** START **

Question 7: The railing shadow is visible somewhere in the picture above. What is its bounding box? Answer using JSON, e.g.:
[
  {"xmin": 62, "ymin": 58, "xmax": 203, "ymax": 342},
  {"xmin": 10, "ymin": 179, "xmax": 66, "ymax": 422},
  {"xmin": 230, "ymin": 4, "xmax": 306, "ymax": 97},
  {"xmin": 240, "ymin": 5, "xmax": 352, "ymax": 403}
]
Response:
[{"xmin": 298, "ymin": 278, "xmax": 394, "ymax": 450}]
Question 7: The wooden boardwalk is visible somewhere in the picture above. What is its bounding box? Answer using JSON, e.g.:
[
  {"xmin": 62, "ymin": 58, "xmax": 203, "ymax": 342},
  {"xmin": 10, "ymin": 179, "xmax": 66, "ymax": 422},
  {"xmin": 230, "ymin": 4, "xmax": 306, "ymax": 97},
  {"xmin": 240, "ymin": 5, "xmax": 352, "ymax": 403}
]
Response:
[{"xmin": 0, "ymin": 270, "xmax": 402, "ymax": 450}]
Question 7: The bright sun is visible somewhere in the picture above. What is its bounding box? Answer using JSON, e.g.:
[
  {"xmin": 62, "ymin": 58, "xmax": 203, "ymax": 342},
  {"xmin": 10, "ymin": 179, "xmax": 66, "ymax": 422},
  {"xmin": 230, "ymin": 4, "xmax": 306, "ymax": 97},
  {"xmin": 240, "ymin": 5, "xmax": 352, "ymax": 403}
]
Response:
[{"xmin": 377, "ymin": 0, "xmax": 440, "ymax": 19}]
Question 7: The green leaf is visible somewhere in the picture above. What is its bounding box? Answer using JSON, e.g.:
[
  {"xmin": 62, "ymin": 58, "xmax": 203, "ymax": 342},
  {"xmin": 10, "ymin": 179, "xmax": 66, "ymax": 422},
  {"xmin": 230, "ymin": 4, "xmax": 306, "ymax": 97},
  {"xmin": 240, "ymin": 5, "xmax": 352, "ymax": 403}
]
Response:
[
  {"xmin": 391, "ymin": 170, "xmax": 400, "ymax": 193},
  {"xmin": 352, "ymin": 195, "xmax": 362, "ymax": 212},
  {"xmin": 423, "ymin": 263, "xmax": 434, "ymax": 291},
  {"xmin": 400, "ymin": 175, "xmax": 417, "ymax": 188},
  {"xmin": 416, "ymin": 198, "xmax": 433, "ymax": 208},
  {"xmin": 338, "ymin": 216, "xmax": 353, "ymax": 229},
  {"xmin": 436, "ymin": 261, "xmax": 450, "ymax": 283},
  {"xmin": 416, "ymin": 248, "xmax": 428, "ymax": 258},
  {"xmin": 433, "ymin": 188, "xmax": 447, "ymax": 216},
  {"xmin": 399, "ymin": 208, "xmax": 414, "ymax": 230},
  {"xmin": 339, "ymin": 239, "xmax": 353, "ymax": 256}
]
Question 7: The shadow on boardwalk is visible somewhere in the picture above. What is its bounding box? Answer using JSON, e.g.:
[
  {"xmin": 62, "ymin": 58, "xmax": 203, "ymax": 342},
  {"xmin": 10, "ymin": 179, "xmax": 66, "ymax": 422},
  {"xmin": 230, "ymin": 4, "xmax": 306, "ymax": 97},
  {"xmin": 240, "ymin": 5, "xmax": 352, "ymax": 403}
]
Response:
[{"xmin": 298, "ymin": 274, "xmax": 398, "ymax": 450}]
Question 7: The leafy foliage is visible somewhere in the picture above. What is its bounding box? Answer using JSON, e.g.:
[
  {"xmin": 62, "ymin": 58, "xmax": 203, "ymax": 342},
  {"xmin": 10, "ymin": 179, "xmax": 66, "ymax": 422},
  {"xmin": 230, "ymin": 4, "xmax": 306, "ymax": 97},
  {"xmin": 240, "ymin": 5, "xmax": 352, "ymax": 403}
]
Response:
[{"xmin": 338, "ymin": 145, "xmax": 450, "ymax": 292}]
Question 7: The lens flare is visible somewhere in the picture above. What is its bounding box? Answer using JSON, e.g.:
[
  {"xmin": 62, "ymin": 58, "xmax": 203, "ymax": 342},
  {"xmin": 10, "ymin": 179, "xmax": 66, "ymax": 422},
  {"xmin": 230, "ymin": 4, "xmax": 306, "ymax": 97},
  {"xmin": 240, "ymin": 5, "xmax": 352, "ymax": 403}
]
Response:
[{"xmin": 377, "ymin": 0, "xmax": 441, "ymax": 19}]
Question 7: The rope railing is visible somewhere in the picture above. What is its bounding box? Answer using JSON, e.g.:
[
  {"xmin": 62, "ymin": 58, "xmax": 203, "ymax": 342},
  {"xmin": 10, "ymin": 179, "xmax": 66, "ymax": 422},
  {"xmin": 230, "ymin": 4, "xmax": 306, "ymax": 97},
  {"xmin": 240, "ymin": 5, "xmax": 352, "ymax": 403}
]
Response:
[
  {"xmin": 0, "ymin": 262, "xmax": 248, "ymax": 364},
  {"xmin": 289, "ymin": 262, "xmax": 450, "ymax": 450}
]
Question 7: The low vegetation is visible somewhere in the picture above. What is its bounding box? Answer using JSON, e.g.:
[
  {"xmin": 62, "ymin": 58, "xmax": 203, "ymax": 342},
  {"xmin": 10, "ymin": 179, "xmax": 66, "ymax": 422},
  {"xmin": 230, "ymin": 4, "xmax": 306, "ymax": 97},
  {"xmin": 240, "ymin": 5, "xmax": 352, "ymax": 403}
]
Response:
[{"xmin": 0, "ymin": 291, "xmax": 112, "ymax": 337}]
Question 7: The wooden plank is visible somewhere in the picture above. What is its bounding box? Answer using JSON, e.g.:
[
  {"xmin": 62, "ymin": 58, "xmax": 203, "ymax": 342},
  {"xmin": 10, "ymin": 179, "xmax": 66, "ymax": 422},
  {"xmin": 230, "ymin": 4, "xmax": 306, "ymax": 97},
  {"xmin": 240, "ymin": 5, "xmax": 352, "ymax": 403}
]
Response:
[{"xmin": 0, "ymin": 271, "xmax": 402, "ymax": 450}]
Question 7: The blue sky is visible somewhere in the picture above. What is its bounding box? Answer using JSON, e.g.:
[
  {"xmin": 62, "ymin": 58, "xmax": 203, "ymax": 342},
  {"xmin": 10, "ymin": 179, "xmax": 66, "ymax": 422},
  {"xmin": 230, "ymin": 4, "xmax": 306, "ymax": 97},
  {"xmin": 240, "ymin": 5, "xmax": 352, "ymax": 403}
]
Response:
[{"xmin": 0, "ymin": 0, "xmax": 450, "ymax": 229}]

** END **

> [What needs to be done]: Please print all of the items above again, character for character, with nothing added, dropped, or changed.

> [Task output]:
Question 7: The railing shadow is visible somewhere in the picture above. What is its bounding box? Answer using JSON, e.g.:
[
  {"xmin": 62, "ymin": 58, "xmax": 203, "ymax": 342},
  {"xmin": 10, "ymin": 179, "xmax": 66, "ymax": 422},
  {"xmin": 230, "ymin": 4, "xmax": 306, "ymax": 97},
  {"xmin": 240, "ymin": 5, "xmax": 352, "ymax": 403}
]
Response:
[{"xmin": 298, "ymin": 278, "xmax": 394, "ymax": 450}]
Question 7: The wooden boardwalk is visible somewhere in the picture above. What is its bounding box? Answer using JSON, e.g.:
[
  {"xmin": 62, "ymin": 58, "xmax": 203, "ymax": 342},
  {"xmin": 10, "ymin": 179, "xmax": 66, "ymax": 422},
  {"xmin": 230, "ymin": 4, "xmax": 306, "ymax": 97},
  {"xmin": 240, "ymin": 5, "xmax": 352, "ymax": 403}
]
Response:
[{"xmin": 0, "ymin": 270, "xmax": 402, "ymax": 450}]
Question 7: The bright sun is visible somewhere in the picture above. What is its bounding box? Answer using JSON, e.g.:
[
  {"xmin": 62, "ymin": 58, "xmax": 203, "ymax": 342},
  {"xmin": 10, "ymin": 179, "xmax": 66, "ymax": 422},
  {"xmin": 230, "ymin": 4, "xmax": 306, "ymax": 97},
  {"xmin": 240, "ymin": 5, "xmax": 352, "ymax": 403}
]
Response:
[{"xmin": 377, "ymin": 0, "xmax": 440, "ymax": 19}]
Question 7: The green leaf is visible somewhere in the picture above. What is its bounding box? Answer using JSON, e.g.:
[
  {"xmin": 62, "ymin": 58, "xmax": 203, "ymax": 342},
  {"xmin": 10, "ymin": 179, "xmax": 66, "ymax": 422},
  {"xmin": 230, "ymin": 4, "xmax": 306, "ymax": 97},
  {"xmin": 240, "ymin": 5, "xmax": 352, "ymax": 403}
]
Response:
[
  {"xmin": 391, "ymin": 170, "xmax": 400, "ymax": 193},
  {"xmin": 352, "ymin": 195, "xmax": 362, "ymax": 212},
  {"xmin": 423, "ymin": 263, "xmax": 434, "ymax": 291},
  {"xmin": 400, "ymin": 175, "xmax": 417, "ymax": 188},
  {"xmin": 416, "ymin": 198, "xmax": 433, "ymax": 208},
  {"xmin": 338, "ymin": 216, "xmax": 353, "ymax": 229},
  {"xmin": 436, "ymin": 261, "xmax": 450, "ymax": 283},
  {"xmin": 416, "ymin": 248, "xmax": 428, "ymax": 258},
  {"xmin": 433, "ymin": 188, "xmax": 447, "ymax": 216},
  {"xmin": 399, "ymin": 208, "xmax": 414, "ymax": 230},
  {"xmin": 339, "ymin": 239, "xmax": 353, "ymax": 256}
]
Question 7: The shadow on boardwalk is visible somewhere in the picture above. What is its bounding box? Answer using JSON, e.g.:
[
  {"xmin": 62, "ymin": 58, "xmax": 203, "ymax": 342},
  {"xmin": 10, "ymin": 179, "xmax": 66, "ymax": 422},
  {"xmin": 230, "ymin": 4, "xmax": 306, "ymax": 97},
  {"xmin": 240, "ymin": 5, "xmax": 352, "ymax": 403}
]
Response:
[{"xmin": 298, "ymin": 274, "xmax": 398, "ymax": 450}]
Question 7: The leafy foliage is visible somewhere in the picture above. What is its bounding box? Answer using JSON, e.g.:
[
  {"xmin": 62, "ymin": 58, "xmax": 203, "ymax": 342},
  {"xmin": 10, "ymin": 179, "xmax": 66, "ymax": 422},
  {"xmin": 230, "ymin": 4, "xmax": 306, "ymax": 97},
  {"xmin": 240, "ymin": 5, "xmax": 352, "ymax": 403}
]
Response:
[{"xmin": 338, "ymin": 145, "xmax": 450, "ymax": 292}]
Question 7: The lens flare is visible somewhere in the picture above. What is its bounding box? Answer using JSON, e.g.:
[
  {"xmin": 62, "ymin": 58, "xmax": 203, "ymax": 342},
  {"xmin": 10, "ymin": 179, "xmax": 66, "ymax": 422},
  {"xmin": 230, "ymin": 4, "xmax": 306, "ymax": 97},
  {"xmin": 240, "ymin": 5, "xmax": 352, "ymax": 403}
]
Response:
[{"xmin": 377, "ymin": 0, "xmax": 441, "ymax": 19}]
Question 7: The rope railing is visible somewhere in the picture above. What is its bounding box? Answer using JSON, e.g.:
[
  {"xmin": 62, "ymin": 58, "xmax": 203, "ymax": 342},
  {"xmin": 10, "ymin": 179, "xmax": 66, "ymax": 422},
  {"xmin": 230, "ymin": 4, "xmax": 306, "ymax": 97},
  {"xmin": 240, "ymin": 5, "xmax": 352, "ymax": 403}
]
Response:
[
  {"xmin": 0, "ymin": 262, "xmax": 248, "ymax": 364},
  {"xmin": 289, "ymin": 262, "xmax": 450, "ymax": 450}
]
Question 7: The low vegetation is visible somewhere in the picture above. What is its bounding box? Answer using JSON, e.g.:
[
  {"xmin": 62, "ymin": 58, "xmax": 203, "ymax": 342},
  {"xmin": 10, "ymin": 179, "xmax": 66, "ymax": 422},
  {"xmin": 230, "ymin": 4, "xmax": 306, "ymax": 97},
  {"xmin": 240, "ymin": 5, "xmax": 352, "ymax": 403}
]
Response:
[{"xmin": 0, "ymin": 291, "xmax": 112, "ymax": 337}]
Question 7: The wooden plank is visible somewhere in the picture above. What is its bounding box? Answer using JSON, e.g.:
[
  {"xmin": 62, "ymin": 58, "xmax": 203, "ymax": 342},
  {"xmin": 10, "ymin": 179, "xmax": 66, "ymax": 422},
  {"xmin": 230, "ymin": 4, "xmax": 306, "ymax": 97},
  {"xmin": 240, "ymin": 5, "xmax": 352, "ymax": 403}
]
Response:
[{"xmin": 0, "ymin": 271, "xmax": 402, "ymax": 450}]
Question 7: The blue sky is visible somewhere in the picture above. What is its bounding box? Answer using JSON, e.g.:
[
  {"xmin": 62, "ymin": 58, "xmax": 203, "ymax": 342},
  {"xmin": 10, "ymin": 179, "xmax": 66, "ymax": 422},
  {"xmin": 230, "ymin": 4, "xmax": 306, "ymax": 97},
  {"xmin": 240, "ymin": 5, "xmax": 352, "ymax": 403}
]
Response:
[{"xmin": 0, "ymin": 0, "xmax": 450, "ymax": 229}]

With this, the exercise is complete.